▶ **Written task 1**
Please rewrite the paragraph of the court opinion that begins "This is an interlocutory appeal" as a short bulleted list that keeps its main facts.

▶ **Document**
People v. Eickhoff, 129 Ill. App. 3d 99 (1984)

Nov. 30, 1984 · Illinois Appellate Court · No. 4—83—0802
129 Ill. App. 3d 99

THE PEOPLE OF THE STATE OF ILLINOIS, Plaintiff-Appellant, v. JOHN H. EICKHOFF, Defendant-Appellee.

Fourth District

No. 4—83—0802

Opinion filed November 30, 1984.

MILLER, J., specially concurring.

John Leonard, State’s Attorney, of Mt. Sterling (Robert J. Biderman and Kevin T. McClain, both of State’s Attorneys Appellate Service Commission, of counsel), for the People.

Michael B. Metnick, of Metnick & Barewin, of Springfield, for appellee.

JUSTICE TRAPP

delivered the opinion of the court:

This is an interlocutory appeal brought by the State pursuant to Supreme Court Rule 604(a)(1) (87 Ill. 2d R. 604(a)(1)) from an order entered on November 28, 1983, by the circuit court of Brown County suppressing evidence of defendant John Eickhoff’s refusal to take a polygraph examination and of his response to the investigator’s request that he do so. We affirm.

On May 27, 1983, defendant was indicted on four counts of arson (Ill. Rev. Stat. 1981, ch. 38, par. 20 — 1), a Class 2 felony, for knowingly damaging by fire his real property, a farrowing house and a hog confinement building, and committing the offense with the intent to defraud the insurer thereof. Defendant’s motion in limine sought to preclude the State from presenting any evidence to the jury of a colloquy between defendant and agent A.W. Benton, as reported in Benton’s police report of February 3,1983:

“EICKHOFF was then asked, if necessary, would he submit to a polygraph examination. EICKHOFF responded he would have to consult with his attorney.
*100R/A [Agent Benton] explained that [he] understood that EICKHOFF may not want to submit because of his pending civil matter and [Benton] inquired what might be EICK-HOFF’S personal feelings or reasons for not submitting to the examination. EICKHOFF replied he could not answer that while in the current place, then stated he could not submit because of his ill feelings toward [Benton].

▶ **Material to process**
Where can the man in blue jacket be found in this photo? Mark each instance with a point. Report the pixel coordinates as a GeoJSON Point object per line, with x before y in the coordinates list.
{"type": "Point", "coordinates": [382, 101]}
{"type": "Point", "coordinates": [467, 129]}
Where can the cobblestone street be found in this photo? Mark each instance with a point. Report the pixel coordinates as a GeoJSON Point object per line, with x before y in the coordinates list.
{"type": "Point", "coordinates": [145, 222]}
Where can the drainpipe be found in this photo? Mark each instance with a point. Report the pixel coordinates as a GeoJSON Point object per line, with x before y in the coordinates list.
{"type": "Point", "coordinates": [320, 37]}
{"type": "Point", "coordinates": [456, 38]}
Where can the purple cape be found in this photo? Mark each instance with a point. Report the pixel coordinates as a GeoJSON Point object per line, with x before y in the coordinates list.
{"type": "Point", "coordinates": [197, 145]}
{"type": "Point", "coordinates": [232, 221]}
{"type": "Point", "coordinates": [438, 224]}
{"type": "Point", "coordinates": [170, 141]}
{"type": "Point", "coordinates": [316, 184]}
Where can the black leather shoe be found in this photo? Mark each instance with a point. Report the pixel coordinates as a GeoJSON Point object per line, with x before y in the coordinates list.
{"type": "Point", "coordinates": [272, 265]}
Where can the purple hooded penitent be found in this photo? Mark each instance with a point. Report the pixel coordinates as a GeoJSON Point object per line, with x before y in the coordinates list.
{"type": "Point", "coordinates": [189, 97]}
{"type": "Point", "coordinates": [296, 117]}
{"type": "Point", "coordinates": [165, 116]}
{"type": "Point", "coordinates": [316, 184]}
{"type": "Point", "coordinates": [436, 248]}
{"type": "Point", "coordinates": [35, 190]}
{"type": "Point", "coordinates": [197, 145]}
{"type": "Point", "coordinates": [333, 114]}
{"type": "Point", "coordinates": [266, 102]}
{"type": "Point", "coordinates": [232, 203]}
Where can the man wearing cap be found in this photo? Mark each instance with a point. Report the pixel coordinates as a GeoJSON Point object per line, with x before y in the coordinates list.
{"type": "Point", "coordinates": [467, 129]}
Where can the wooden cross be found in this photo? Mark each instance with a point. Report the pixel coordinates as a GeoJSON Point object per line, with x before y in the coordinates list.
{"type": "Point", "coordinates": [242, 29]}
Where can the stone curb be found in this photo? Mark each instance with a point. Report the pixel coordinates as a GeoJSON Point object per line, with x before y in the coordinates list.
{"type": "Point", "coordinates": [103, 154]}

▶ **Written task 2**
Pull out every line of the listing that contains the word "blue", treating uppercase and lowercase as different.

▶ **Correct response 1**
- The State brought an interlocutory appeal under Supreme Court Rule 604(a)(1).
- It appealed an order the circuit court of Brown County entered on November 28, 1983.
- That order suppressed evidence that defendant John Eickhoff refused to take a polygraph examination, and evidence of his response to the investigator's request that he take one.
- The appellate court affirmed.

▶ **Correct response 2**
Where can the man in blue jacket be found in this photo? Mark each instance with a point. Report the pixel coordinates as a GeoJSON Point object per line, with x before y in the coordinates list.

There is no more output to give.